## READING PASSAGE
○ ○ ○

French's midwife offered her an unusual remedy: She suggested the expectant mother ingest her own placenta as a means of allaying postpartum depression. The temporary organ was saved, dried and emulsified, then placed in gelatin capsules and taken by the mother in the months after the birth in December 2004.
"Before I actually did it, my friends thought it was weird," says French, 29, of Spokane, Wash., whose fifth child is due in August. "But when they saw how fast I recovered from my birth and they knew my history, they thought it was pretty neat. Now I have a lot of friends planning to do it."
The practice, known as placentophagy, is far from widespread and is received with great skepticism by more traditional medical experts. But among a small but vocal contingent of expectant mothers and proponents, it is strongly believed that the organ created by the woman's body to pass nutrients between mother and fetus and is expelled after birth is rich in chemicals that can help mitigate fluctuations in hormones believed to cause postpartum depression.
"I feel that it is what we as women are meant to do with the placenta," says Jodi Selander of Las Vegas, who offers encapsulation services and is collecting testimonials of women who have ingested placenta for her website, placentabenefits.info.
The practice is raising eyebrows at the U.S. Food and Drug Administration. Spokeswoman Kris Mejia says the FDA considers that some statements on the website are making medical claims and will be looking more carefully into the matter. "Human placental capsules that make treatment claims … must be accompanied by well-designed and controlled clinical studies to support approval/licensure," Mejia wrote in an e-mail.
Selander says she does the encapsulation as a service and doesn't charge for it. She also says she sought guidance from the FDA but got no clear answers.
Still, Selander says, "every single mammal ingests its placenta. We are the only mammal on Earth that went away from this practice."
In actuality, some mammals, including seafaring ones and camels, do not. But the fact that most lower mammals do, and the fact that placenta ingestion has been a part of traditional Chinese medicine practices for centuries, is often cited by Selander and other advocates as proof of its health benefits.
Yet Western researchers are highly dubious of whether taking placenta pills or, in the case of some more devoted placentophagists, cooking and eating it as a food is of any value to humans. The American College of Obstetricians and Gynecologists declined to comment, but a spokeswoman for the British counterpart, the Royal College of Obstetricians and Gynaecologists, told the BBC last year: "Animals eat their placenta to get nutrition, but when people are already well-nourished, there is no benefit. There is no reason to do it."

○ ○ ○

## DATA EXTRACTS

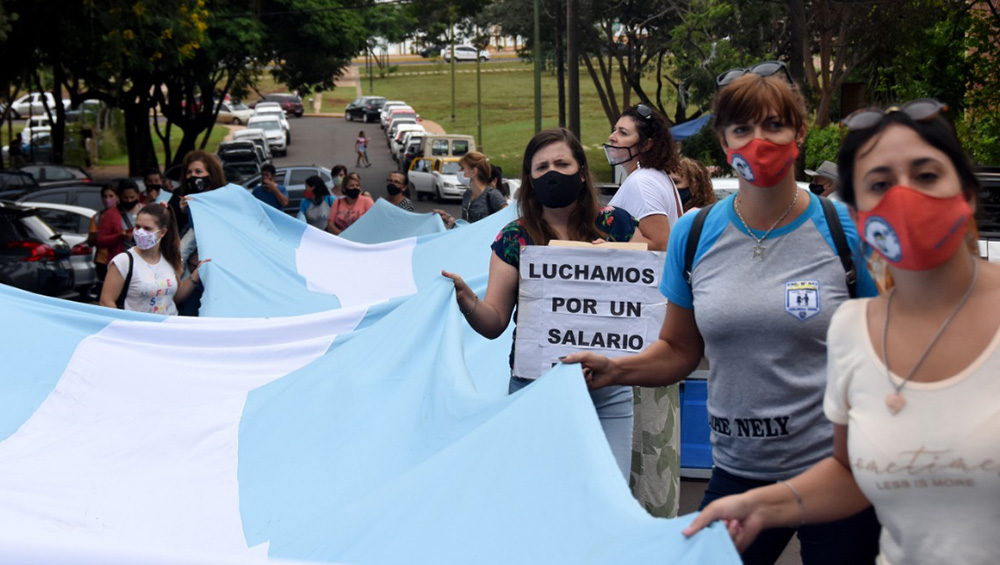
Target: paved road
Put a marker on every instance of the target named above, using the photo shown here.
(329, 141)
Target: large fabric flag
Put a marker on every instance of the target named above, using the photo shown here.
(266, 263)
(313, 437)
(388, 222)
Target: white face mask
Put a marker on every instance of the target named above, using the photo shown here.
(145, 239)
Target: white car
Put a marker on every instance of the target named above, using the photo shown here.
(273, 130)
(234, 113)
(397, 139)
(437, 178)
(34, 103)
(274, 109)
(383, 114)
(465, 53)
(73, 223)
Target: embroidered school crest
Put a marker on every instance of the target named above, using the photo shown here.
(742, 167)
(880, 235)
(802, 299)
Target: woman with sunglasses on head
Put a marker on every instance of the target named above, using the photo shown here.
(557, 201)
(641, 143)
(913, 374)
(756, 301)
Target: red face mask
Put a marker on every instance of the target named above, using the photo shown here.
(763, 163)
(915, 231)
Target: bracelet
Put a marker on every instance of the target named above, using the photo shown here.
(798, 498)
(474, 306)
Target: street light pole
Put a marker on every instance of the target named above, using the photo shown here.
(538, 67)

○ ○ ○

## WHAT TO PRODUCE
Please rewrite the placenta article, everything from "Selander says she" down to "no clear answers.", with "FDA" replaced by "Food and Drug Administration".

## EXERCISE OUTPUT
Selander says she does the encapsulation as a service and doesn't charge for it. She also says she sought guidance from the Food and Drug Administration but got no clear answers.